» Provided data
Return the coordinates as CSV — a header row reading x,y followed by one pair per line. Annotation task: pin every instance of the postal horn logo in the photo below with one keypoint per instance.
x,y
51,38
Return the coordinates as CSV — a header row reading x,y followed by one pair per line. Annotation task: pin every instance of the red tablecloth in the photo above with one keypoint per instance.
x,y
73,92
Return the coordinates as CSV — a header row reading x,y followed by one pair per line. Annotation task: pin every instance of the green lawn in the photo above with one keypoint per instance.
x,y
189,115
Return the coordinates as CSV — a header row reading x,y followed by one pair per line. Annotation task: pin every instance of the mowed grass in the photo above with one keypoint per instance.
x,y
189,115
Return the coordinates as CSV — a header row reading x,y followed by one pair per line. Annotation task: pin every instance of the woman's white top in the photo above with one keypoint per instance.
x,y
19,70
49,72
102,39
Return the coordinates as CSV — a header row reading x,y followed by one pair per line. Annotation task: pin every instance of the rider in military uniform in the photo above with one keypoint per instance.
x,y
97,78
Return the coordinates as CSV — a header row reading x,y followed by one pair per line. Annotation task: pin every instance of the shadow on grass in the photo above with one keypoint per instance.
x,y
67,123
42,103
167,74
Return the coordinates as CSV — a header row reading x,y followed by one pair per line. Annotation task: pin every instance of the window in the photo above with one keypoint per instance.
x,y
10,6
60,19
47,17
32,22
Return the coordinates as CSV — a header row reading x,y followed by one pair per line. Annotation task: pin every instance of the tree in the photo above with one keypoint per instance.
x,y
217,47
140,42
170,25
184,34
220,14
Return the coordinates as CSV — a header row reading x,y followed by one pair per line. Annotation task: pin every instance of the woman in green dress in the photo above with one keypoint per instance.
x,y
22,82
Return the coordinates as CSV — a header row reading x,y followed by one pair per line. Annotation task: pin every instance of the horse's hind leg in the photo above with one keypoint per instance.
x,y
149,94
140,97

» Direction
Rewrite the listing above, switching every "keypoint" to "marker" and leaving everything else unchanged.

» Solution to this exercise
Return the coordinates as CSV — a header row reading x,y followed by one pair per line. Annotation task: pin every instance of the postal horn logo in the photo below with one marker per instance.
x,y
51,38
Return the coordinates as CSV — a header row reading x,y followed by one pair per line. Annotation task: pin every instance of the red tablecloth in the photo above with one marker per instance.
x,y
73,92
Return the coordinates as CSV — a header row reading x,y followed by one pair per line. Annotation task: pin every instance of the green lawn in the photo above with one marker per instance.
x,y
189,115
Return the coordinates as CSV — a header row reading x,y followed by one pair per line. Annotation task: pin every instance of the mowed grass in the photo above with one marker per instance.
x,y
189,115
Return the coordinates as CSV — a header row reading x,y followed by one pair per line. Annotation task: pin every instance of the woman's white top in the photo above with one marker per instance.
x,y
19,70
49,72
102,39
Return the coordinates as CSV — a header row reading x,y followed by one pair per line. Annotation task: pin every instance of the rider in military uniform in the photo above with one marker per instance.
x,y
97,78
Return the coordinates as CSV — a header row reading x,y followed by one pair per line. Annotation task: pin every instance of the shadow on grass in the photo above with one marker per instance.
x,y
67,123
42,103
167,74
Return the coordinates as CSV — a header row reading x,y followed by one pair per line. Annotation task: pin every instance of the window in the photo above with one marker per instance.
x,y
10,6
60,19
47,17
32,22
Return the coordinates as CSV — a header row reading x,y followed by one pair per line. Annotation task: pin every instance of the tree in the photo above with one marker per instance.
x,y
217,47
140,42
170,25
184,34
220,14
Return the coordinates as CSV — a header row reading x,y followed by one pair per line. Annotation task: pin every instance of the woman in green dress in the photo above with one marker per instance.
x,y
22,82
Return the coordinates as CSV — a header row reading x,y followed by one pair per line. Annotation task: pin every instance of the horse's hind leg in the photo above with one marker per instance.
x,y
149,94
140,97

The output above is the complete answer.